Task requirements:
Give again everything from the line containing "Could you tag the doorway" down to the line containing "point(96, 538)", replacing "balcony railing" with "balcony balustrade" and leaving all else unchanged.

====== Dataset content

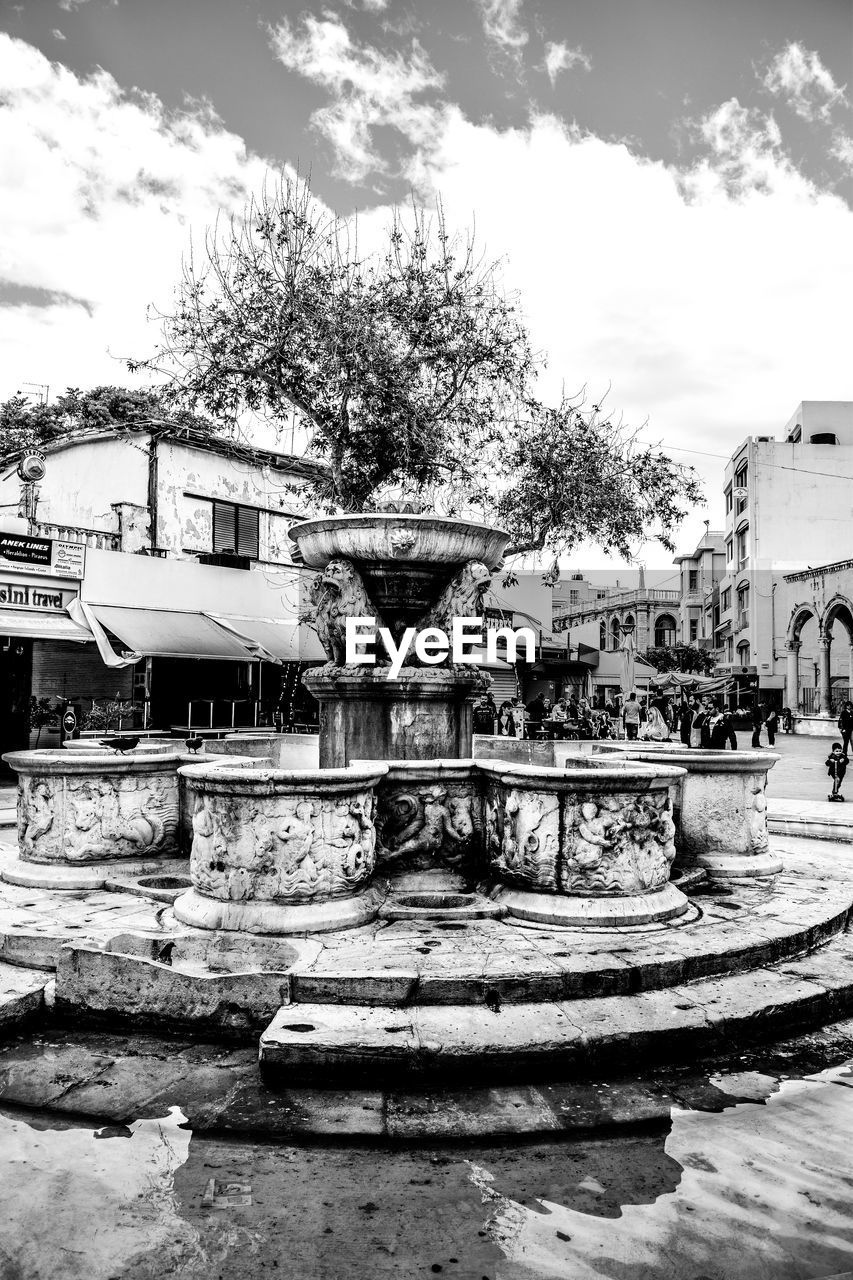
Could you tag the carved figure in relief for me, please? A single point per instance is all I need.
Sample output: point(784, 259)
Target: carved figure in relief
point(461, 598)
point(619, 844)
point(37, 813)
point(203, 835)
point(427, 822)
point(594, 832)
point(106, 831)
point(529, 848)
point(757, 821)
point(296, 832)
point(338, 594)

============
====== Dataset content

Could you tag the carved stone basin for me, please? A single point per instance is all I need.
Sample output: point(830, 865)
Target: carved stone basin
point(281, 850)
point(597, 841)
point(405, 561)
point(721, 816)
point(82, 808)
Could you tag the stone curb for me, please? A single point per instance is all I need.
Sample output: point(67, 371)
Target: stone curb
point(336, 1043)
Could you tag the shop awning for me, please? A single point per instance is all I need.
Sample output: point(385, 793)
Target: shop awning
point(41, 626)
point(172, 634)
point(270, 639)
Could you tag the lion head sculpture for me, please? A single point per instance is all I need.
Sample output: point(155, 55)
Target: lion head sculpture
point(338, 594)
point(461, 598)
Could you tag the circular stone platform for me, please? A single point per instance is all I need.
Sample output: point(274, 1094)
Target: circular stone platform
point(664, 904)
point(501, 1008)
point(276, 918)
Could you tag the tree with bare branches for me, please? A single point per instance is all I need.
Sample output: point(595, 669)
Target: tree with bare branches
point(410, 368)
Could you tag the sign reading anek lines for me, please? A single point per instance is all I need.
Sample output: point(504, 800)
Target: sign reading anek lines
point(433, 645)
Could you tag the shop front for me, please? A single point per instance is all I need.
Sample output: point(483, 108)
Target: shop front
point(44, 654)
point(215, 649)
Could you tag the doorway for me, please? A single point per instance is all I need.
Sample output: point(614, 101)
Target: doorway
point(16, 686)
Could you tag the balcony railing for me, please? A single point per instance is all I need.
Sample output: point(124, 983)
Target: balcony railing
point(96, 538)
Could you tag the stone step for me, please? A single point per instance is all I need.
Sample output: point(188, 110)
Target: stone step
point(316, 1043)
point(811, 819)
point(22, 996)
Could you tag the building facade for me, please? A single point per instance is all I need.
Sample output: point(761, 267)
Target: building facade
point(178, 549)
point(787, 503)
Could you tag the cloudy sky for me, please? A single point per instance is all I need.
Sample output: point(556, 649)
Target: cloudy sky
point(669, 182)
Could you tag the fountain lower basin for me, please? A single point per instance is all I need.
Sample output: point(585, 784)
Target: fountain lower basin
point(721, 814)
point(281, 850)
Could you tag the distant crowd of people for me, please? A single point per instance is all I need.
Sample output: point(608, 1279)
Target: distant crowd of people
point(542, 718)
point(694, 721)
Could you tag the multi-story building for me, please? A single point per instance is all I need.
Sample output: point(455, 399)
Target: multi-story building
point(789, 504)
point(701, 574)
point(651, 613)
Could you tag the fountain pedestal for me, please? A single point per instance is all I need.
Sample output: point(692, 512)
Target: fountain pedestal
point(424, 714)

============
====== Dataset content

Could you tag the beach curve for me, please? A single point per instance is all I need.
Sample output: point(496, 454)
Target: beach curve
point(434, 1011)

============

The solution:
Could you tag the doorway for me, please? A single point per instance is all I need.
Sample output: point(614, 101)
Target: doorway
point(16, 686)
Could you tag the balcony balustrade for me, please? A single point per instance is all I need.
Sample output: point(124, 983)
Target: balcony balustrade
point(96, 538)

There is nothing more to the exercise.